CSV Schema

Maven Central

Validate csv files agaists a schema

Dependencies

Supports Scala 3 and ZIO 2

libraryDependencies += "com.bilal-fazlani" %% "csv-schema" % "<VERSION>"

Example

Schema file

columns:
  - string-schema:
      column-name: name
      max-length: 100
      min-length: 3
      regex: "[a-ZA-Z]*"
  - string-schema:
      column-name: city
      allowed-values: 
        - Mumbai
        - Pune
        - Delhi
  - boolean-schema:
      column-name: selfEmployed
  - integer-schema:
      column-name: age
      min: 10
      max: 100
      required: false
  - double-schema:
      column-name: salary
      min: 999.00534
      max: 80000
      required: false      

CSV file

name, city, selfEmployed, age
,,,

as, Tokyo, dddd, 150
john,
ab cd, Delhi, false, 2
asasd, Mumbai, true, 20
import zio.*
import com.bilalfazlani.csvSchema.*
import zio.nio.file.Path
import zio.Console.*

object ExampleApp extends ZIOAppDefault {
  
  val program = for {
    schema <- CsvSchema.File(Path("./example/test.schema.yml")).load
    _ <- CsvValidation.validate(schema, Path("./example/data-invalid.csv"))
  } yield ()

  def run =
    program
      .provideSome[Scope](CsvValidation.live)
      .tapError(e => printLineError(e.toString))
      .zipRight(printLine("Valid data"))
      .exitCode
}

You can also create schema programatically inline

  val schema: CsvSchema = ColumnSchema.StringSchema(
    columnName = "name",
    maxLength = Some(100),
    minLength = Some(3),
    regex = Some("[a-zA-Z]*".r)

::::

> Objective 1: Translate this sentence from the CSV Schema page into Spanish: "You can also create schema programatically inline"
> Objective 2:
Answer these questions about the CSV Schema page:
(a) What is the maximum value set for the age column in the schema file?
(b) Which values are allowed for the city column?
(c) From what path does the example program load the schema?
> Objective 3: Please continue the CSV Schema page from the point where it stops.
The data have no connection to the CSV Schema page.

> Object point labels:
::::

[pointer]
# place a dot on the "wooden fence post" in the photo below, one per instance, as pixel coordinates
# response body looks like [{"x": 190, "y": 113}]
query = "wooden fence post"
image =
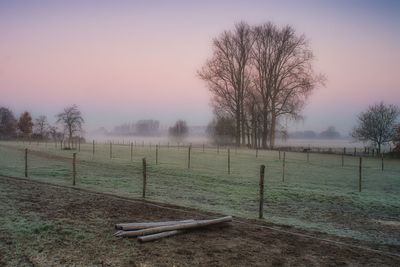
[
  {"x": 342, "y": 160},
  {"x": 156, "y": 154},
  {"x": 190, "y": 147},
  {"x": 131, "y": 151},
  {"x": 360, "y": 175},
  {"x": 283, "y": 166},
  {"x": 73, "y": 168},
  {"x": 144, "y": 177},
  {"x": 261, "y": 207},
  {"x": 229, "y": 161},
  {"x": 26, "y": 162}
]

::::

> Exercise response 1: También puedes crear el esquema de forma programática en línea.

> Exercise response 2:
(a) 100
(b) Mumbai, Pune, and Delhi
(c) ./example/test.schema.yml

> Exercise response 3:
  ) &
    ColumnSchema.StringSchema(
      columnName = "city",
      allowedValues = Set(
        "Mumbai",
        "Pune",
        "Delhi"
      )
    ) &
    ColumnSchema.BooleanSchema(
      columnName = "selfEmployed"
    ) &
    ColumnSchema.IntegerSchema(
      columnName = "age",
      min = Some(10),
      max = Some(100),
      required = false
    ) &
    ColumnSchema.DoubleSchema(
      columnName = "salary",
      min = Some(1000.0002),
      max = Some(8000.999),
      required = false
    )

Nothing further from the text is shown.